▶ _Objetivo del ejercicio_: Transcriba de nuevo, sin ningún cambio, todas las líneas de los ítems que figuran a continuación.

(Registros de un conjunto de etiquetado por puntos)
+===+
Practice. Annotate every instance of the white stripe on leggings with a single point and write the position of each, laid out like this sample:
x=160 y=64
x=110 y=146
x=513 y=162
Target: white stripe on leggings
+===+
▶ _Respuesta correcta_:
Practice. Annotate every instance of the white stripe on leggings with a single point and write the position of each, laid out like this sample:
x=160 y=64
x=110 y=146
x=513 y=162
Target: white stripe on leggings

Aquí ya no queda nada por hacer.